Thanks for your reply. Yes the with the NZ skilled visa I only get enough points with a job offer and I just feel like arranging a job then applying for the visa from the UK will be quiet a challenge as I'm only likely to find work as I web administrator and I don't think I will find an employer willing to wait while I sort out a visa. Also I don't really want to do that job anymore and would like the freedom to choice a different occupation if possible. 

My sister in-law lives in NZ and it's hard enough just communicating with her! That's why I want a visa that will allow me to enter without a job then I can find work once I get there (after a bit of travelling of course!)

Thanks again I really appreciate the response!

Tom


----------



## 01chs110 (Apr 26, 2015)

Hi Tom

Was wondering if you've gone through with your application as I am contemplating a senior move. Hoping to discuss so please PM me if you are fine! (I have less than 5 posts so cannot PM). Thanks much


----------



## 01chs110 (Apr 26, 2015)

ashish0401 said:


> All PR's can. But again you need to justify your State nomination first.
____________
• [PROBLEMS TO SOLVE]
1: In the visa forum thread, what job does Tom say he is only likely to find work as?
2: Write the next part of the visa forum thread, picking up after its final post.

Some records
____________
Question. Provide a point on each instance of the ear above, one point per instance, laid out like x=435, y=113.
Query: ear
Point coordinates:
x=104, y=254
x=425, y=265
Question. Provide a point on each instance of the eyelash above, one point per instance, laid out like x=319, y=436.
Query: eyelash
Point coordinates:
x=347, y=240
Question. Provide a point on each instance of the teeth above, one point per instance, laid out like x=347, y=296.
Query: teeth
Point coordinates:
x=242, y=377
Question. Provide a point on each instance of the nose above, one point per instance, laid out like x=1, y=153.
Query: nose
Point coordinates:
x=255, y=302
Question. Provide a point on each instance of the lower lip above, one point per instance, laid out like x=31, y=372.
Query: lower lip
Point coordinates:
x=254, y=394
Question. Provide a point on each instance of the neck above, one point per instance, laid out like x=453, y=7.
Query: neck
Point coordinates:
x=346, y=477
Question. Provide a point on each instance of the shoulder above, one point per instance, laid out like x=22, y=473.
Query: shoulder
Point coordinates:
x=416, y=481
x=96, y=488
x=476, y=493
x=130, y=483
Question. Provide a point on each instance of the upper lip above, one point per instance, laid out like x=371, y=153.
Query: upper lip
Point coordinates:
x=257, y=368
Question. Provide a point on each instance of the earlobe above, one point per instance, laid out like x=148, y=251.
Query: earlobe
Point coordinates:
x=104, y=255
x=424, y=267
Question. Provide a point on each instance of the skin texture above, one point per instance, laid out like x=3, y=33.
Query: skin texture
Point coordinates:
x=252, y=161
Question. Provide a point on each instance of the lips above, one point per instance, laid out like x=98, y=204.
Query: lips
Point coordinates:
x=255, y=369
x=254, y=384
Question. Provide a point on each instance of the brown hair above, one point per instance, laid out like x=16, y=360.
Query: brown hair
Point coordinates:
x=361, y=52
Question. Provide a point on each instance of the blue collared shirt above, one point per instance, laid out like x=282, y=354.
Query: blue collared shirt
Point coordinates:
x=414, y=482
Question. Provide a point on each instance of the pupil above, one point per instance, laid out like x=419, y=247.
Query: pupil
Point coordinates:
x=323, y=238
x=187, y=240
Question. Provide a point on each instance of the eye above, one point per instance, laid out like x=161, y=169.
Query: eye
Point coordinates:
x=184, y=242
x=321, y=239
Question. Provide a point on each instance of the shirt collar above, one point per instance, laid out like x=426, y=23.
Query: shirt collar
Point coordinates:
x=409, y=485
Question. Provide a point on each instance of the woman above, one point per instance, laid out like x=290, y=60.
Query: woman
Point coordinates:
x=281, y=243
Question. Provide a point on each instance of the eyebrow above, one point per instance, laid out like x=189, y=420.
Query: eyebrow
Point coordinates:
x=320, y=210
____________
• [EXERCISE RESPONSES]
1: A web administrator.

2:
> 
> 
> Cheers,
> Ashish


Hi Ashish

Can I please confirm this? Asking only because Immigration NZ's website states the following:

You do not need a work visa to work in New Zealand if you are: an Australian citizen, or the holder of a current Australian permanent residence visa including a current Australian resident return visa. (*If there are conditions on your residence visa/resident return visa, then you will require a work visa.*) Thanks!


----------



## rameshkd (Aug 26, 2011)

01chs110 said:


> Hi Ashish
> 
> Can I please confirm this? Asking only because Immigration NZ's website states the following:
> 
> You do not need a work visa to work in New Zealand if you are: an Australian citizen, or the holder of a current Australian permanent residence visa including a current Australian resident return visa. (*If there are conditions on your residence visa/resident return visa, then you will require a work visa.*) Thanks!


The NZ resident visa is valid as long as you're in NZ, if you stay there for a lifetime it would be valid. But it expires the moment you step out of NZ even for a holiday.
"If you intend to stay in New Zealand long term, you may decide to apply for a permanent resident visa (PRV). If you plan to apply for a PRV, your resident visa must be endorsed with travel conditions to ensure that it does not expire when you leave New Zealand."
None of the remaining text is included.